# Instruction 1
State how many lines of the records contain the word "hiking". Give only the number.

# Given text
# LLCoolBud Collection



## LLCoolBud (Oct 7, 2007)

Been away a long time but im back with a nice small outdoor crop this year.

I got some Apollo 11 and some Huron that I grew last year going. Heres the apollo Ill get some more pics as they develop.


----------



## Mutt (Oct 7, 2007)

whats up LLCoolbud,
Long time bro. Plants looking great dude.


----------



## LLCoolBud (Oct 7, 2007)

Definatly, Mutt been way too long. After doing a full circle arcross the boards im back where I started and where I am confortable to call home. Quality posters and an forum that almost never goes down. Without people like you guys I woundnt even be this far.


----------



## Pot Belly (Oct 7, 2007)

Welcome LLCoolBud,

Good to have ya here.  Fire up a doob, and grow with us.......

PB


----------



## THE BROTHER'S GRUNT (Oct 8, 2007)

# Instruction 2
In the forum thread, what reasons does LLCoolBud give for returning to this forum and calling it home? Answer in one to three sentences.

# Data
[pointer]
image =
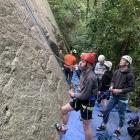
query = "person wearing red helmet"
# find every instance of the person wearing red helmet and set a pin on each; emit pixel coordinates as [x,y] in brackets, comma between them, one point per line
[85,99]
[122,83]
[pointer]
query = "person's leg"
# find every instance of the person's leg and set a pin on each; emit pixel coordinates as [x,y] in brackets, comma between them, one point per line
[64,110]
[111,104]
[87,129]
[121,111]
[86,116]
[66,73]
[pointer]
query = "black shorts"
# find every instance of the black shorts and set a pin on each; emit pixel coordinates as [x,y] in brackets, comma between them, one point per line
[85,107]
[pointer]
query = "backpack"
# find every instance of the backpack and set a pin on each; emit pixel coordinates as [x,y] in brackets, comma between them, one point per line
[134,128]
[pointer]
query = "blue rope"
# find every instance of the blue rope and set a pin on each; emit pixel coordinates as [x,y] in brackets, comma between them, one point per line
[103,136]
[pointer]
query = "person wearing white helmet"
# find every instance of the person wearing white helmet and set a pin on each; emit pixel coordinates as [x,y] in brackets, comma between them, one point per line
[69,61]
[122,83]
[100,68]
[104,93]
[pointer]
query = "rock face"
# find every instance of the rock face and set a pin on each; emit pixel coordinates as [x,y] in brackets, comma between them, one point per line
[32,86]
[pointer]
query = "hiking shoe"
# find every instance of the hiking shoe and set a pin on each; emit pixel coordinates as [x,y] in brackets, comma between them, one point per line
[116,133]
[101,128]
[61,128]
[100,115]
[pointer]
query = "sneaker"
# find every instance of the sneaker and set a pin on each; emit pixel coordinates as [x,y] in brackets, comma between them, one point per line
[100,115]
[116,133]
[101,128]
[61,128]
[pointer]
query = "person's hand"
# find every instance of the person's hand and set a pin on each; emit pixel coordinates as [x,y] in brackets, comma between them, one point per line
[111,88]
[99,92]
[116,91]
[71,93]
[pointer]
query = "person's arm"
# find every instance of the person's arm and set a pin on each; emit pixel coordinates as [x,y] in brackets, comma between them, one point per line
[130,80]
[89,88]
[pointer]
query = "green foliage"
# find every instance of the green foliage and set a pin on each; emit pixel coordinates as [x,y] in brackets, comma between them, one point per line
[115,29]
[109,27]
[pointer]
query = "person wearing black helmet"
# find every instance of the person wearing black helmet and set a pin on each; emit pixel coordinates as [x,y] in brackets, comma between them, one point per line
[122,83]
[84,100]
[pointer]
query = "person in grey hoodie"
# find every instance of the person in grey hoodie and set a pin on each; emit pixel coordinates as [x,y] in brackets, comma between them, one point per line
[85,99]
[122,83]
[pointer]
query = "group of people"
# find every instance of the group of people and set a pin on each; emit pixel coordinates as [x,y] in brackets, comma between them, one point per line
[97,81]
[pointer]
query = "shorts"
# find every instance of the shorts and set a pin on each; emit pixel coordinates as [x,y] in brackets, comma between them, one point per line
[85,107]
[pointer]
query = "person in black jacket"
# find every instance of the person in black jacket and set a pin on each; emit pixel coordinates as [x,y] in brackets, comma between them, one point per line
[84,100]
[104,93]
[122,83]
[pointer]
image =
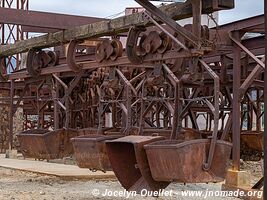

# Task answer 1
2

# Task answer 2
LLCoolBud says he did a full circle across the boards and came back to where he started. He values its quality posters and the fact that it almost never goes down.